Problem details
Convert the rows from the line with "of child's nose" to the line with "[[0, 288, 290, 606], [0, 271, 1176, 606]]" into a two-column CSV with columns named request and boxes, one row per request. Put the request text and its answer each in a single quoted field, replacing any line breaks with spaces.

(Raw records)
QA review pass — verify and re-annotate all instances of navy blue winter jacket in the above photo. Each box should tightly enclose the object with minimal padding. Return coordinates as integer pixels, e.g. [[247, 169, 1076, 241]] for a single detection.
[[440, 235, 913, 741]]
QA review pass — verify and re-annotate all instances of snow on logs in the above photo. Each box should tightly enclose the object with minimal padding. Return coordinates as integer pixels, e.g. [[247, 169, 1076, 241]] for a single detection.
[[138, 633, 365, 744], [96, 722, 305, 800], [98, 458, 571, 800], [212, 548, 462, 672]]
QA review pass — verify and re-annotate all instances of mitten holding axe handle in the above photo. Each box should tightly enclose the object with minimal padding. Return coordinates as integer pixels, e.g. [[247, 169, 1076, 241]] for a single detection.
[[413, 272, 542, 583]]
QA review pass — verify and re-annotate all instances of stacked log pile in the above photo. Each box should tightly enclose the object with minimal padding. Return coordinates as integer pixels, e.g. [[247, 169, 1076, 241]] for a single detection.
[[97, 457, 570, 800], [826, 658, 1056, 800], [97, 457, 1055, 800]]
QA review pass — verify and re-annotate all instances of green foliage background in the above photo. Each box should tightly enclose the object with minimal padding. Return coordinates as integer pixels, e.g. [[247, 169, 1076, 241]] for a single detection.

* * *

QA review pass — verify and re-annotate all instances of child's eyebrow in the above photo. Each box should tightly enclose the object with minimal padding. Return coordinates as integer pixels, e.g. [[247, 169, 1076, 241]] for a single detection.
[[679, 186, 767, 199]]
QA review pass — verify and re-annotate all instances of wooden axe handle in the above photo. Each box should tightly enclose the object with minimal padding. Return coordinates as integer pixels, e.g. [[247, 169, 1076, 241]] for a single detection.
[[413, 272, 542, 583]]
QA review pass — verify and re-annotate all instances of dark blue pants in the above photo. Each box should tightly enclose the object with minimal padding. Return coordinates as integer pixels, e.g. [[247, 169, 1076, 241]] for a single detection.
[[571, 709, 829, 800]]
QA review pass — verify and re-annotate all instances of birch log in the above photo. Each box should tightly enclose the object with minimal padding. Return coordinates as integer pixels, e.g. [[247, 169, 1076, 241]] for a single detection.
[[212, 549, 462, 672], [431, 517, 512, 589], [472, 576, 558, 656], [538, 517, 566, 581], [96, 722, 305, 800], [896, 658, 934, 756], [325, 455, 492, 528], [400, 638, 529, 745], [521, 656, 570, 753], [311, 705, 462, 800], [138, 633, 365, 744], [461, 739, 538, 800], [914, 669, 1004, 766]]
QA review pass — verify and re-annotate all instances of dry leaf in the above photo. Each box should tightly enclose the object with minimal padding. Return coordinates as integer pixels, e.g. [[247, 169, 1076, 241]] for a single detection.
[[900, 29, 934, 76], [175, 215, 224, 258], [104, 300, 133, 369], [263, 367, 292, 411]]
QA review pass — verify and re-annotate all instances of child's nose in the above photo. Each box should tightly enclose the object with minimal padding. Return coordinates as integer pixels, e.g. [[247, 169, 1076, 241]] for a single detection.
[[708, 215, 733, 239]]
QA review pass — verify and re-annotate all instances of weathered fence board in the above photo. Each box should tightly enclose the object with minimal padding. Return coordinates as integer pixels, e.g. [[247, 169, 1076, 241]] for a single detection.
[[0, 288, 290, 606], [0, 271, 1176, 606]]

Result
request,boxes
"QA review pass — verify and re-annotate all instances of child's nose in the above photo. Each box should tightly enclose the object with minimal padding. Return coordinates as integer pixels, e.g. [[247, 169, 1076, 241]] for a single detection.","[[708, 215, 733, 239]]"
"QA review pass — verify and re-annotate all instances of weathered fence board in the above photo. Each box should tightly enclose the object with minimal padding. Return coordinates as integer pixels, e.g. [[247, 169, 1076, 241]] for a single detection.","[[0, 288, 290, 606], [0, 271, 1176, 606]]"